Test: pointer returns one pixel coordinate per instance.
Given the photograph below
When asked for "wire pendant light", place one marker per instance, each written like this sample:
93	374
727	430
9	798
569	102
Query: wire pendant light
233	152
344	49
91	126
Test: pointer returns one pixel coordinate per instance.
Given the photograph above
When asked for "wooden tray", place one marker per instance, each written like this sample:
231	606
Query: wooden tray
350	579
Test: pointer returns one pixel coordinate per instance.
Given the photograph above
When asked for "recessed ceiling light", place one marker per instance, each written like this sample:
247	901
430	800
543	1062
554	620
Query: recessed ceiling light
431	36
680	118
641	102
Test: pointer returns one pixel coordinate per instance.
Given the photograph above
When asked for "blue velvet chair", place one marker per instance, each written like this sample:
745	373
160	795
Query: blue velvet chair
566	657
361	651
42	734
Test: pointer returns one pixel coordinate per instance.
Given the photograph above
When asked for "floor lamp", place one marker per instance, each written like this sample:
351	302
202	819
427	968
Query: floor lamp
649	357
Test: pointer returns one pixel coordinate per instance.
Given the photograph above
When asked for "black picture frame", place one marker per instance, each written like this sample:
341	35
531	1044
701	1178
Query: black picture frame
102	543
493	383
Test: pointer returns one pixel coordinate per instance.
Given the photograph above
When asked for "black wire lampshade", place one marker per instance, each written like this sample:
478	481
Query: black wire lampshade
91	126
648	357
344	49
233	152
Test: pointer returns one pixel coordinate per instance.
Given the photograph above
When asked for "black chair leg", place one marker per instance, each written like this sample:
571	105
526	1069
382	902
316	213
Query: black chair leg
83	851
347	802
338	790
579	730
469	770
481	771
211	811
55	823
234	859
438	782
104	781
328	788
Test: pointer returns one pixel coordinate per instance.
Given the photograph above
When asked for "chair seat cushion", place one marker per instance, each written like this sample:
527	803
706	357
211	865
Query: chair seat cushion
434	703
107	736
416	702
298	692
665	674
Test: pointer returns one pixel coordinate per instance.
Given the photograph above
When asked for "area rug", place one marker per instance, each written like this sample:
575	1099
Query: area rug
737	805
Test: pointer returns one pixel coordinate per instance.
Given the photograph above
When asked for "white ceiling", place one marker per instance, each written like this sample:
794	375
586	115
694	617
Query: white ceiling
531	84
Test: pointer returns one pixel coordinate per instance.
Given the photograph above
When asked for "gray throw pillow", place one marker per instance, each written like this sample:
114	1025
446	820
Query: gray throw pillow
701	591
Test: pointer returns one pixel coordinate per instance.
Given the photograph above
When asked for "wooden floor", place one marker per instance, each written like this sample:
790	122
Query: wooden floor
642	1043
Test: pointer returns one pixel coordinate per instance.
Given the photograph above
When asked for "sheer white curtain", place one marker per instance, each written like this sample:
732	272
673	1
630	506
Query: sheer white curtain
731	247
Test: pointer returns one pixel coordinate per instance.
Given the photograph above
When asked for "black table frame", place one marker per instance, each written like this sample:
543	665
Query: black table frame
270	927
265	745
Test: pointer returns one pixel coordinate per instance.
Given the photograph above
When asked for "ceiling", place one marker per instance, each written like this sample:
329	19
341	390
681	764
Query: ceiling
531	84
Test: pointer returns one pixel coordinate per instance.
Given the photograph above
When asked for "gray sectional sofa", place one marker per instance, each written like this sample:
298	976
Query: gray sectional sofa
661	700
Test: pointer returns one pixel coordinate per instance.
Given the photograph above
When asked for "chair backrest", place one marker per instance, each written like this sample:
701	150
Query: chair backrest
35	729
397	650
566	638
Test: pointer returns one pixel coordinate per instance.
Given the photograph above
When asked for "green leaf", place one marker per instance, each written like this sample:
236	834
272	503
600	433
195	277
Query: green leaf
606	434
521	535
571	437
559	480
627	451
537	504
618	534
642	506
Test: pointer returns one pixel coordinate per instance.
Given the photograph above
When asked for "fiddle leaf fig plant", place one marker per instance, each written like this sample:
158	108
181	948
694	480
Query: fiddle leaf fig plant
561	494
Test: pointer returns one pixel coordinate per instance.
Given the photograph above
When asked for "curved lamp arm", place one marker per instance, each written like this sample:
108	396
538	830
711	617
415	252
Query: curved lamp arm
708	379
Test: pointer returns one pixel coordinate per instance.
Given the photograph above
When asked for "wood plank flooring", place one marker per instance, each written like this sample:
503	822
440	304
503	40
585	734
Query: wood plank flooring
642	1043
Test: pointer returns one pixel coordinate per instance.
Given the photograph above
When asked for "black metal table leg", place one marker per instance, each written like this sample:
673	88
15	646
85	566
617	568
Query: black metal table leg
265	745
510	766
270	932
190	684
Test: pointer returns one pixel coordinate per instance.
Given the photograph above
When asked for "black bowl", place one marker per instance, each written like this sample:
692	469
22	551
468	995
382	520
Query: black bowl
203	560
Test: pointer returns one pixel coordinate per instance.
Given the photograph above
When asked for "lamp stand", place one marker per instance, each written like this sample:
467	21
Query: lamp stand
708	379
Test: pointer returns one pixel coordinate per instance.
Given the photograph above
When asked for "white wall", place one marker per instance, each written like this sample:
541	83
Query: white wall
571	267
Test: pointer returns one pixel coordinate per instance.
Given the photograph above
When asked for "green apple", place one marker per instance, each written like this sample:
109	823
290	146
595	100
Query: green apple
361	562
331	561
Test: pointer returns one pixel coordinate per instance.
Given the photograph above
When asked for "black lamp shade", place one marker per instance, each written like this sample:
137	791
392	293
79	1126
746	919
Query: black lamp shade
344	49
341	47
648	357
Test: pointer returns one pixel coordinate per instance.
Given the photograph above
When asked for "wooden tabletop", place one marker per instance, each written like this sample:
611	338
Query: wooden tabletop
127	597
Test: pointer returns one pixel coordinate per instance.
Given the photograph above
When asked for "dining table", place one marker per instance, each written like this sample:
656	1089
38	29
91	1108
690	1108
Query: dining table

***

YOUR GOAL >> Write out every record verbatim.

EXERCISE RESULT >>
Test: pointer returns one pixel coordinate per instance.
Given the photograph below
When asked for "wire pendant light", place one marker per instance, each written like this sample:
93	374
727	430
9	798
569	102
Query: wire pendant light
233	152
344	49
91	126
Test: pointer returns one pixel coordinate per instance.
Given the photograph above
When asked for "wooden tray", place one marker per instance, each written like this sample:
231	606
Query: wooden tray
350	579
Test: pointer returns one pixel coordinate per instance.
Given the photograph above
When asked for "recessed ceiling light", place one marker per instance, each written like this sample:
247	901
430	800
543	1062
554	620
Query: recessed ceiling light
431	36
680	118
641	102
Test: pointer returns one pixel coordinate per instance.
Given the photograph above
When asked for "blue velvet chair", place one marker per instance, each written like this sample:
745	373
160	795
Query: blue velvet chair
566	657
361	651
42	734
Test: pointer returns one pixel coordinate per instance.
Given the photograph above
When asked for "floor lamp", place one marker per instance, each written like this sample:
351	302
202	819
427	968
Query: floor lamp
649	357
Test: pointer returns one pixel coordinate per instance.
Given the photograph above
When asked for "black picture frame", place one marker per instance, each written like this sample:
341	35
531	1044
701	1178
Query: black picture frame
102	543
493	383
Test: pointer returns one pixel coordinate per instance.
Given the photograph above
When asked for "black wire lampshade", place one marker per instance, each written like this sample:
478	481
Query: black wire lampshade
91	126
648	357
344	49
233	152
Test: pointer returns one pixel coordinate per instance.
Given the photograph above
When asked for "black chair leg", place one marker per instance, each written like this sample:
571	105
526	1069
382	902
316	213
Query: black chair leg
83	851
347	802
338	790
579	730
469	770
481	771
211	811
55	823
234	859
438	782
104	781
328	788
Test: pointer returns one pixel coordinate per instance.
Given the photograph above
When asked for "chair seat cushion", place one marker per instance, each written like this sample:
527	803
706	357
211	865
Query: chair seat cushion
434	703
107	736
416	702
298	692
665	674
Test: pointer returns one pixel coordinate per instance.
Given the photograph above
When asked for "area rug", place one marker per instance, each written like this sample:
575	1099
Query: area rug
737	805
Test: pointer returns one pixel coordinate per instance.
Given the photograph above
When asked for "white ceiling", place one marker per instance, each written like this sample:
794	375
586	115
694	617
Query: white ceiling
531	84
Test: pointer returns one pixel coordinate per instance.
Given the photograph above
When asked for "gray throw pillow", place one marker per instance, each written like this sample:
114	1025
446	820
Query: gray throw pillow
701	591
Test: pointer returns one pixel coordinate per instance.
Given the photograph above
When asked for "wooden floor", place one marker per instance, each written like this sample:
790	122
Query: wooden floor
642	1043
Test: pointer returns one pixel coordinate per instance.
Given the photograph above
When asked for "sheer white curtain", place one marker per instance, each written like this sample:
732	272
673	1
630	506
Query: sheer white curtain
731	247
Test: pointer returns one pixel coordinate per instance.
Given the photograph above
When asked for "black table frame", place one marker per instance, each written like this sample:
543	665
Query: black table frame
270	927
265	745
Test: pointer returns one pixel coordinate per instance.
Given the photograph above
When asked for "ceiling", place one marker per instance, each written like this sample:
329	19
341	390
681	764
Query: ceiling
531	84
Test: pointer returns one pixel coordinate per instance.
Given the photograph above
When asked for "gray sectional sofa", place one marker per instance, each written like this sample:
298	976
Query: gray sectional sofa
661	700
Test: pointer returns one pixel coordinate per instance.
Given the photograph above
When asked for "chair backrest", place one marker per instance, each written like this sample:
701	150
Query: chair backrest
35	729
397	650
566	638
Test: pointer returns one pixel coordinate per instance.
Given the photograph above
When asked for "green leaf", place one marker per instance, each written like this sample:
236	834
272	503
600	433
195	277
Query: green leaf
606	434
521	535
571	437
559	480
627	451
537	504
618	534
642	506
Test: pointer returns one pixel coordinate per instance.
Given the photograph above
When asked for "fiddle leaf fig plant", place one marker per instance, each written like this sample:
158	108
181	948
694	480
Query: fiddle leaf fig plant
561	494
Test: pointer returns one pixel coordinate per instance.
Given the photograph above
When asked for "curved lamp arm", place one marker per instance, each written like this sample:
108	396
538	830
711	617
415	252
Query: curved lamp arm
708	379
Test: pointer returns one pixel coordinate per instance.
Given the photograph above
When asked for "wood plank flooring", place one marker per instance, each written like this sample:
503	822
440	304
503	40
585	734
Query: wood plank flooring
642	1043
Test: pointer returns one pixel coordinate per instance.
Given the photograph above
When asked for "black metal table leg", place one marker per instance, each written like this sample:
673	88
15	646
85	566
617	568
Query: black metal table leg
265	745
510	766
270	932
190	684
Test: pointer returns one pixel coordinate per instance.
Given the photograph above
When asked for "black bowl", place one marker per instance, each written like this sample:
692	469
22	551
468	995
382	520
Query: black bowl
203	560
Test: pointer returns one pixel coordinate per instance.
Given the photograph above
When asked for "lamp stand", place one marker per instance, each written like this sample:
467	21
Query: lamp stand
708	379
Test: pointer returns one pixel coordinate per instance.
Given the photograph above
When asked for "white wall", place one marker per instance, each written like this sample:
541	83
Query: white wall
571	267
Test: pointer returns one pixel coordinate per instance.
Given the photograph above
When asked for "green apple", place one marker per instance, each written like this sample:
109	823
290	146
595	100
Query: green apple
361	562
331	561
Test: pointer returns one pixel coordinate per instance.
Given the photograph above
When asked for "black lamp shade", place one marker per instance, each written like this sample:
137	791
392	293
79	1126
746	919
Query: black lamp shade
344	49
341	47
648	357
Test: pointer returns one pixel coordinate per instance.
Given the photograph above
When asked for "wooden tabletop", place one marker per instance, each written like this sample:
611	338
Query: wooden tabletop
127	597
Test: pointer returns one pixel coordinate per instance.
Given the photograph above
When asked for "dining table", place one marker per instance, each written like this sample:
656	1089
38	29
91	1108
690	1108
Query: dining table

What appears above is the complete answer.